Start of Provided data
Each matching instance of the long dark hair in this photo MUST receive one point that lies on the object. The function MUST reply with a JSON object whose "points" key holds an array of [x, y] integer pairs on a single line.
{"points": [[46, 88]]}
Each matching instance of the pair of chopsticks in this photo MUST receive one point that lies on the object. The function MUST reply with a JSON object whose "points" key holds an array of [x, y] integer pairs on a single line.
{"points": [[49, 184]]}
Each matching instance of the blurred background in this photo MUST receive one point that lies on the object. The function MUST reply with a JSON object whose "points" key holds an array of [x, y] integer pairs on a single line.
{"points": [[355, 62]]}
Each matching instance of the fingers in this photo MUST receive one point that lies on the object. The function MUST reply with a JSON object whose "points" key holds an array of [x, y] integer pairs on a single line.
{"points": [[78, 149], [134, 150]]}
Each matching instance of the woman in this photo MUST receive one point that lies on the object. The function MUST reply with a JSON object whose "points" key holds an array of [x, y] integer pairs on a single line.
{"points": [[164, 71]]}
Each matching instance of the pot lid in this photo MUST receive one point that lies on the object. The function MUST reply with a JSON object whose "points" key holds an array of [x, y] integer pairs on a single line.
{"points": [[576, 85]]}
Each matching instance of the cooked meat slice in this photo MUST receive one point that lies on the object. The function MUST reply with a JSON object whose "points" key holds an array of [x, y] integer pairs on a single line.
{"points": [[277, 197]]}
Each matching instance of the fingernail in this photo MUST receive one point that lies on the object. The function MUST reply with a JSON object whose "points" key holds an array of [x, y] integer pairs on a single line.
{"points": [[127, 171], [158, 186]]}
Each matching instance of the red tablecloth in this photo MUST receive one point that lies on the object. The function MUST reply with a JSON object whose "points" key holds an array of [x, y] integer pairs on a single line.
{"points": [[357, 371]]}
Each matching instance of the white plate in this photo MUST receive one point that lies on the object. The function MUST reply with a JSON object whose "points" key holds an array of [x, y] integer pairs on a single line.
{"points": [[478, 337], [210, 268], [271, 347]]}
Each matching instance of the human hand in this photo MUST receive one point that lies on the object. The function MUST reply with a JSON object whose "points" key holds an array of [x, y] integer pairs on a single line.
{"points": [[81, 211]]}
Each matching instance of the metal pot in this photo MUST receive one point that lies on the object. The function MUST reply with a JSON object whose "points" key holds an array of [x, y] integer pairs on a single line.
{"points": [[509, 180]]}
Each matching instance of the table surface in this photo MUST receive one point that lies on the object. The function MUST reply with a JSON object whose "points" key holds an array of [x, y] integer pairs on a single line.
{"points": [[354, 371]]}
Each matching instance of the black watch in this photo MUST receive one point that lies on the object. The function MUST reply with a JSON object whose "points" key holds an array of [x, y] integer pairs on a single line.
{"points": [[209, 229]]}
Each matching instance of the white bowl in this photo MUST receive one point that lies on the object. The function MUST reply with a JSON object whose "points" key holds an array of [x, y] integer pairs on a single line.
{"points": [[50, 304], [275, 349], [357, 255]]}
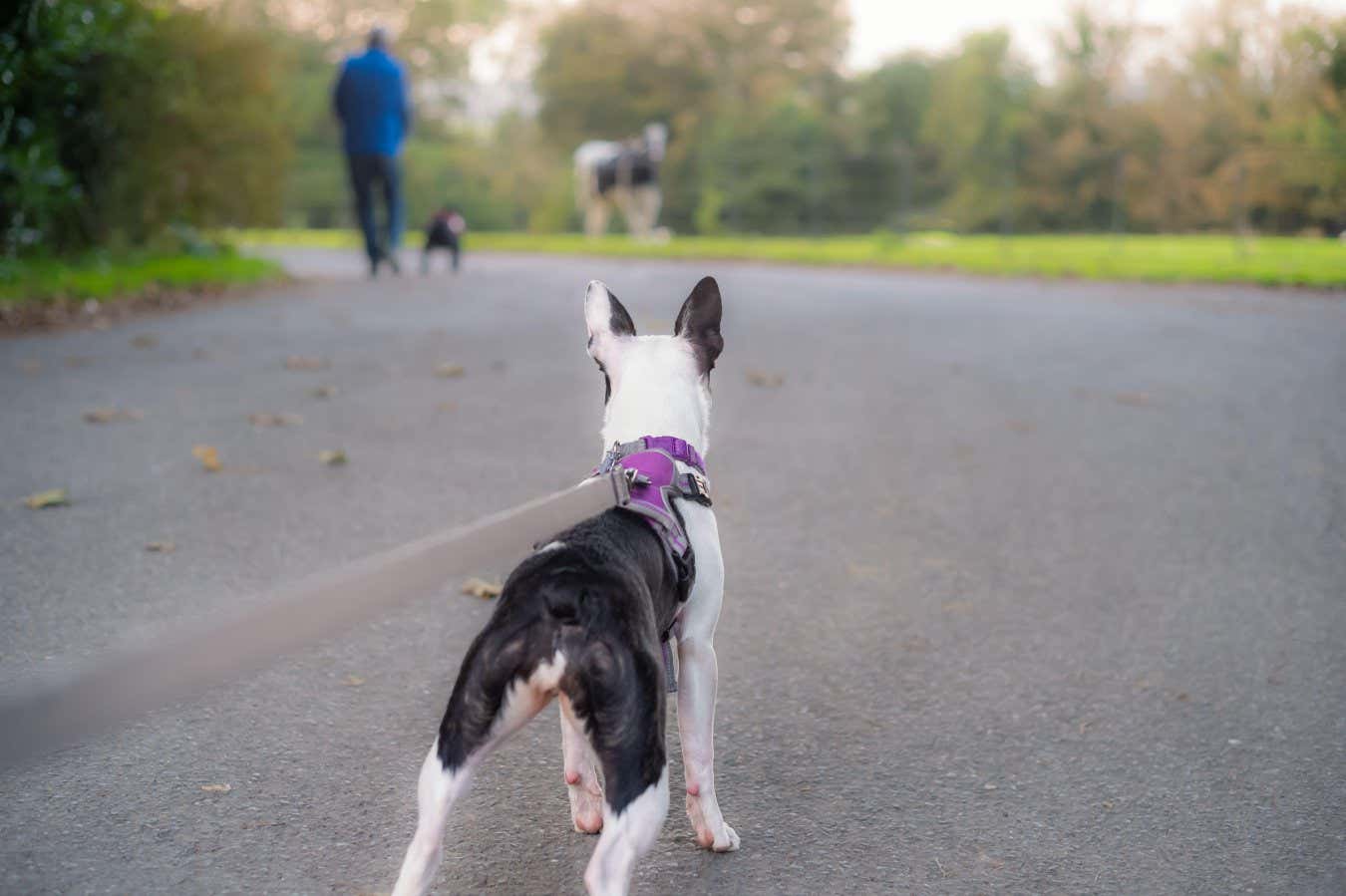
End of Provided data
__Problem to work on__. Nothing but the lines from the line with "Each matching instance of the white plate" through the last line of the data above should be printed, exactly as written and without pictures.

__Expected output__.
Each matching instance of the white plate in this photo MUST receive one point that lies on the object. The function MUST reply with a JSON object whose "points" key holds an array of [x, y] integer pairs on a single line.
{"points": [[478, 337], [210, 268], [271, 347]]}
Each matching instance of the human hand in this photo MUST receive one point that lies on the object. The function MUST reply with a JSON object whose "points" key holds an array of [x, y] integer pairs on a single line.
{"points": [[81, 211]]}
Each matching instance of the metal pot in this photo MUST receive one point that lies on the object. The function MUST reply with a JSON object whose "points" key holds an array of [x, y] integer pairs on a single line.
{"points": [[509, 180]]}
Each matching instance of the table surface in this photo MUST receive one point that lies on the object. The function MUST reply with a JSON object whose "points" key holds an array of [x, y] integer pairs on a single line.
{"points": [[354, 371]]}
Each matching instance of the black watch in this photo MUST receive one point that lies on the object. The function MUST reply with a JSON object whose "points" key holds an array of [x, y] integer pairs on a single line.
{"points": [[209, 229]]}
Each matching instance of the white bowl in this photo MUST receive one point that lies on the object. The function MUST reply with a JSON object whose "points" key holds an array of [x, y] integer pairs on a single line.
{"points": [[50, 304], [275, 349], [357, 255]]}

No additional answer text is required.